[Data to examine]
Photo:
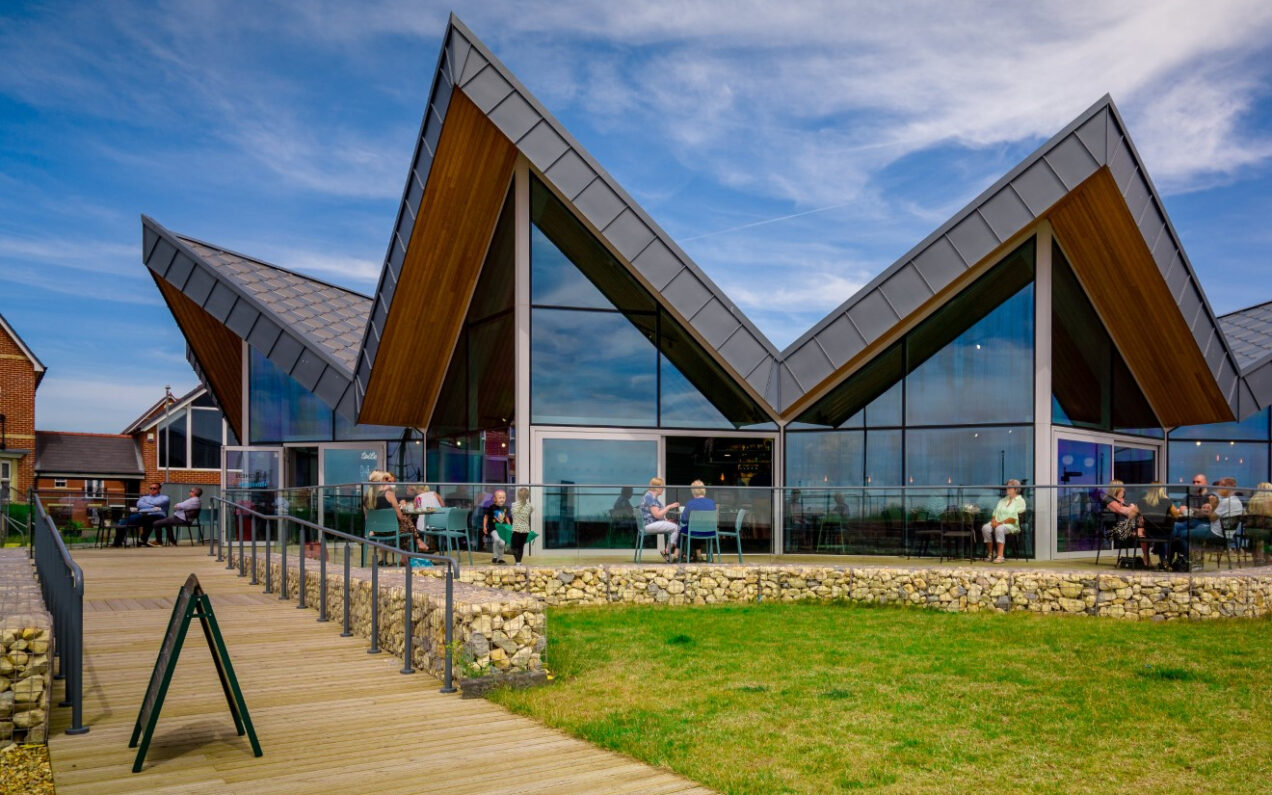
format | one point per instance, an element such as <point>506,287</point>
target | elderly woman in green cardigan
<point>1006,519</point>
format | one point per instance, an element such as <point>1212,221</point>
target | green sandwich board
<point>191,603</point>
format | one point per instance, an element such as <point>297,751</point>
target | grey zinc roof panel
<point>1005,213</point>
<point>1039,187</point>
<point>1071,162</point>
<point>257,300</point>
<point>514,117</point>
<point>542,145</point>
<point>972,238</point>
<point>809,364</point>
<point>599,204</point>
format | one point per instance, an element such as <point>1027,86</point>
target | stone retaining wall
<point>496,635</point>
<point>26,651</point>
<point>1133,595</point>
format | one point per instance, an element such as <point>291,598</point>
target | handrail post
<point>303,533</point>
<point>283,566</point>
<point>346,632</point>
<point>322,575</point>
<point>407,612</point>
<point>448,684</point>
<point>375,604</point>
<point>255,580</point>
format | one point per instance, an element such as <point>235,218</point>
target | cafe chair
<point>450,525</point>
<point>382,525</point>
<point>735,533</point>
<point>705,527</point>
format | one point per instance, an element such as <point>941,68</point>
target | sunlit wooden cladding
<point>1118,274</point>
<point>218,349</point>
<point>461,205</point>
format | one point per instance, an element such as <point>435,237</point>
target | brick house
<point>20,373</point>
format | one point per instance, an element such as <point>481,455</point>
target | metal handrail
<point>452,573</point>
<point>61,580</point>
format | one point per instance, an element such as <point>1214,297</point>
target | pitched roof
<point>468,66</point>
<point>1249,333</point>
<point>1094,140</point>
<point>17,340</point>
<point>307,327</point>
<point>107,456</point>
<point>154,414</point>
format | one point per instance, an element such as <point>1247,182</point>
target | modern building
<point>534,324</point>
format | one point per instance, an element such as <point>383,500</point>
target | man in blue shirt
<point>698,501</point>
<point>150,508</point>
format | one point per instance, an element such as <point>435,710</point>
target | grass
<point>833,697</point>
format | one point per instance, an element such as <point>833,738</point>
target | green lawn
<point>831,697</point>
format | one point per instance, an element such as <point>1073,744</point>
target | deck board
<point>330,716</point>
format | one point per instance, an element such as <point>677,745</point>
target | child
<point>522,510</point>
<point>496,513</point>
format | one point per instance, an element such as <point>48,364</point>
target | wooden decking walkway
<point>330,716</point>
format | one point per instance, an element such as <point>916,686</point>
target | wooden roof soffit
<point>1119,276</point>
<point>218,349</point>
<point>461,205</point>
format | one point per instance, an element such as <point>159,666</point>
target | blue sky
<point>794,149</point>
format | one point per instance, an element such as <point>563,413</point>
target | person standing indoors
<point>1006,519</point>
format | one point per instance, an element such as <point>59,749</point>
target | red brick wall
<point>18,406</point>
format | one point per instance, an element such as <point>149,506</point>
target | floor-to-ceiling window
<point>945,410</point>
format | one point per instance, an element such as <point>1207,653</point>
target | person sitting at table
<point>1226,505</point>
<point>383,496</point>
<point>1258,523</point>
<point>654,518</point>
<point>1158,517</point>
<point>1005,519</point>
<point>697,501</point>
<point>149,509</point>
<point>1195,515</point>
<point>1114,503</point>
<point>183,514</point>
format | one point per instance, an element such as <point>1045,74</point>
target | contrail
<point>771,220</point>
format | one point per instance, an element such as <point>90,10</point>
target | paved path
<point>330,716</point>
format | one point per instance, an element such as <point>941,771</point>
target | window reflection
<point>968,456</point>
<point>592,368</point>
[/Data to examine]
[Data to examine]
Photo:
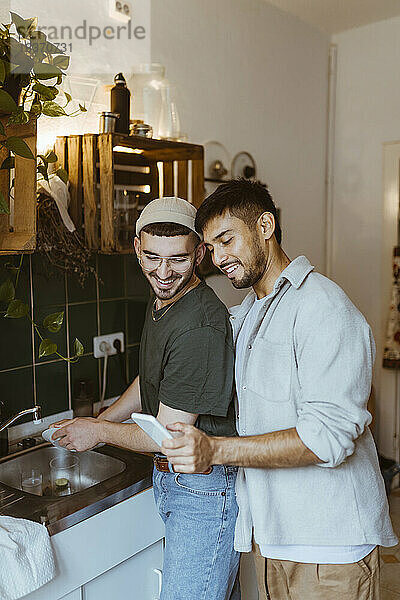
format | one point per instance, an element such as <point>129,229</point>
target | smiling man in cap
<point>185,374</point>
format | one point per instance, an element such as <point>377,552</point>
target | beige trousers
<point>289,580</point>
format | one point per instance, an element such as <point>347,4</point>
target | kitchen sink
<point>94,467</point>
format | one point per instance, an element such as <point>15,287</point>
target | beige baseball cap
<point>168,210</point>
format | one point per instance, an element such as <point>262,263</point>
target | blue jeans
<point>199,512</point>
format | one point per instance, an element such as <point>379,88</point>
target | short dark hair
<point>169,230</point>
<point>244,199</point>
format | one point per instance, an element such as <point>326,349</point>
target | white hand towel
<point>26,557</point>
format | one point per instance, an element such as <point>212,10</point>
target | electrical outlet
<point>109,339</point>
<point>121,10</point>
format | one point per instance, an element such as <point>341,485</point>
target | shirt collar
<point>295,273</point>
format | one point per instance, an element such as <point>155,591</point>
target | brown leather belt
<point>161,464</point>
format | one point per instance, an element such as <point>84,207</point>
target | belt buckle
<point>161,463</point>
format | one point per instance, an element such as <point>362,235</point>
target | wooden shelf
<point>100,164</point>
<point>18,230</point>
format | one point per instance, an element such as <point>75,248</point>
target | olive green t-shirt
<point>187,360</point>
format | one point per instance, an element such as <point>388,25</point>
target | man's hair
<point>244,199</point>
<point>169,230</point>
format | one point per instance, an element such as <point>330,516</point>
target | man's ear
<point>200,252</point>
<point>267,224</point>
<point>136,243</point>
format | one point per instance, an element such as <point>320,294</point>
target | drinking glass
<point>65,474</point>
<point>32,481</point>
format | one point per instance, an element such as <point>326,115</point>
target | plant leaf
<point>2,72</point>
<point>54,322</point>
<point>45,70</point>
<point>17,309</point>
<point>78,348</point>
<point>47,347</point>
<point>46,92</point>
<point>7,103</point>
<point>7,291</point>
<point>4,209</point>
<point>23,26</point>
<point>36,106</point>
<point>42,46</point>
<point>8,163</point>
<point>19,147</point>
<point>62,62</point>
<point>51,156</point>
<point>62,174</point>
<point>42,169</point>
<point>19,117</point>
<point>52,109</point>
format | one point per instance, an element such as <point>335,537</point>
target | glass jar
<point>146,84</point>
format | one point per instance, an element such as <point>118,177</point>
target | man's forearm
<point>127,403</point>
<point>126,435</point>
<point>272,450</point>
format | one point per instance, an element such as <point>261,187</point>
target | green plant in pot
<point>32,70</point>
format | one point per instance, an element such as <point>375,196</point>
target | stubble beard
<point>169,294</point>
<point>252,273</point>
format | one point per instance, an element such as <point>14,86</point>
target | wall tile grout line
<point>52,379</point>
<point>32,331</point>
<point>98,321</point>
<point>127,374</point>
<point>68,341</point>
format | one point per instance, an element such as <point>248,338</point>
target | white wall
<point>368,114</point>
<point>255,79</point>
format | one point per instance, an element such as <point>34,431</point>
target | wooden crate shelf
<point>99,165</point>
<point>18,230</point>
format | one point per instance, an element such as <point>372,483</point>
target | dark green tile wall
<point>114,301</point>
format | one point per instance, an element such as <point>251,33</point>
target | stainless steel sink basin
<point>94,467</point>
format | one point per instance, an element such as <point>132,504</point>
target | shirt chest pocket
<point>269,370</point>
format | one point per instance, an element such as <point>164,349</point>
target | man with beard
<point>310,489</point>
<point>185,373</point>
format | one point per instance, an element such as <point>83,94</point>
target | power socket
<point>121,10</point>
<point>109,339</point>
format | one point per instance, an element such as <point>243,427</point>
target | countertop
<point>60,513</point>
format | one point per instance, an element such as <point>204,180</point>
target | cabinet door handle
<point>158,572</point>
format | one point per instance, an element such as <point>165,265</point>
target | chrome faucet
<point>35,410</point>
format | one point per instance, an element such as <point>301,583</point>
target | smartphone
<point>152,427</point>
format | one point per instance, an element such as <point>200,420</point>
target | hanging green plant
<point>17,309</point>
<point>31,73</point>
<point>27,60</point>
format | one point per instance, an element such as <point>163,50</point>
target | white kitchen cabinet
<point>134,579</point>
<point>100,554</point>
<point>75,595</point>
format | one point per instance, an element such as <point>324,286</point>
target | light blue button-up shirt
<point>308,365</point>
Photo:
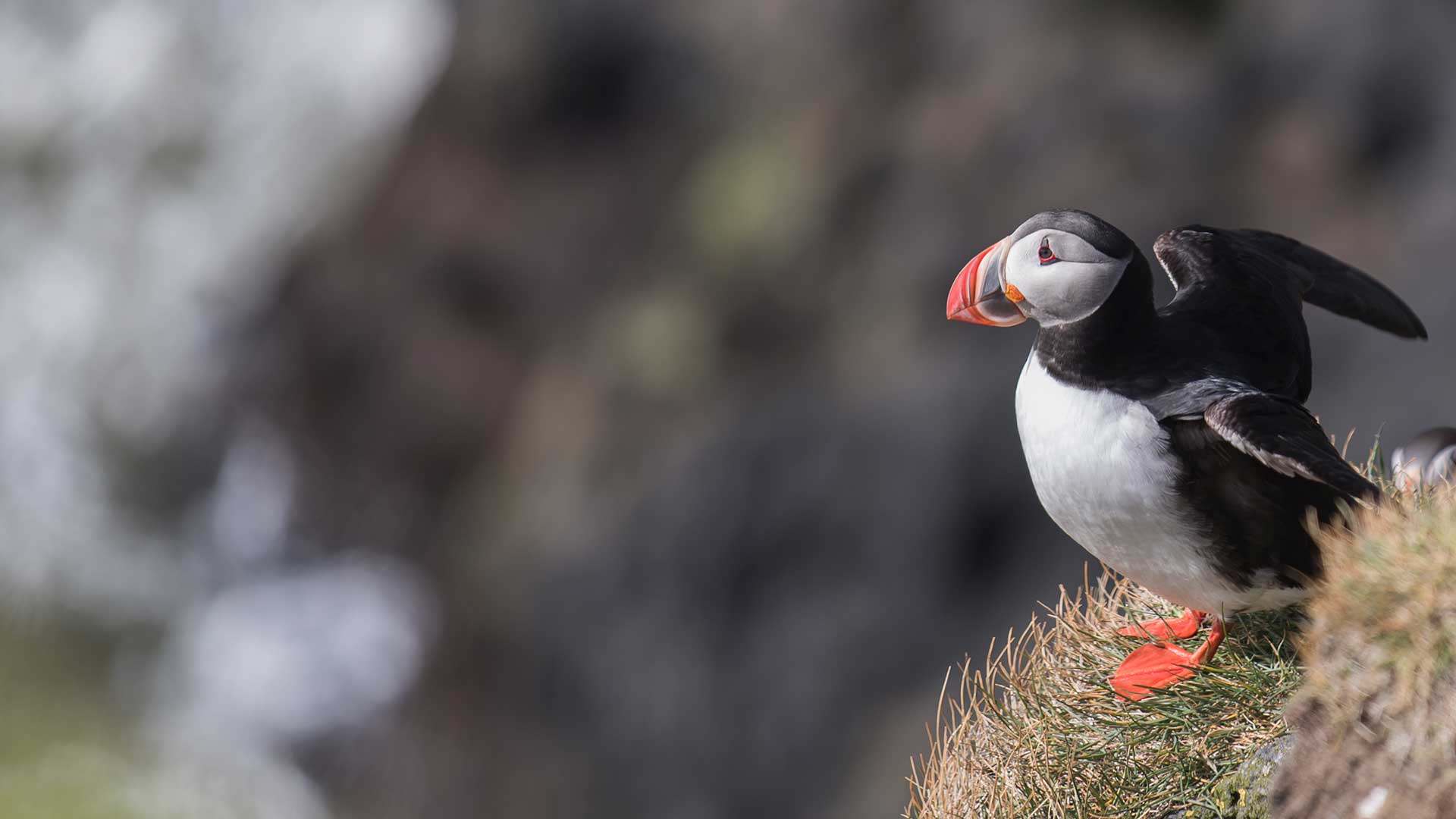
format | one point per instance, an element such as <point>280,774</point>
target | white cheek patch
[/Data to examine]
Problem to solve → Return only the lines between the one holding "target | metal handrail" and the one holding "such as <point>916,686</point>", inclusive, exactly as they appear above.

Finished task →
target | metal handrail
<point>452,573</point>
<point>61,580</point>
format | one point per instance, an element such as <point>1214,297</point>
target | pitched roof
<point>468,66</point>
<point>1249,333</point>
<point>1094,140</point>
<point>17,340</point>
<point>307,327</point>
<point>107,456</point>
<point>154,414</point>
format | one point per instance, an element such as <point>1247,182</point>
target | modern building
<point>534,324</point>
format | one point per instance, an element such as <point>383,500</point>
target | man in blue shirt
<point>698,501</point>
<point>150,508</point>
format | one point per instance, an element such as <point>435,710</point>
target | grass
<point>833,697</point>
format | one point per instance, an element such as <point>833,738</point>
target | green lawn
<point>831,697</point>
format | one point per instance, an element such as <point>1073,744</point>
target | deck board
<point>330,716</point>
format | one point per instance, an element such as <point>677,745</point>
target | child
<point>522,510</point>
<point>496,513</point>
format | one point per instance, an element such as <point>48,364</point>
target | wooden decking walkway
<point>330,716</point>
format | one point per instance, an element such as <point>916,686</point>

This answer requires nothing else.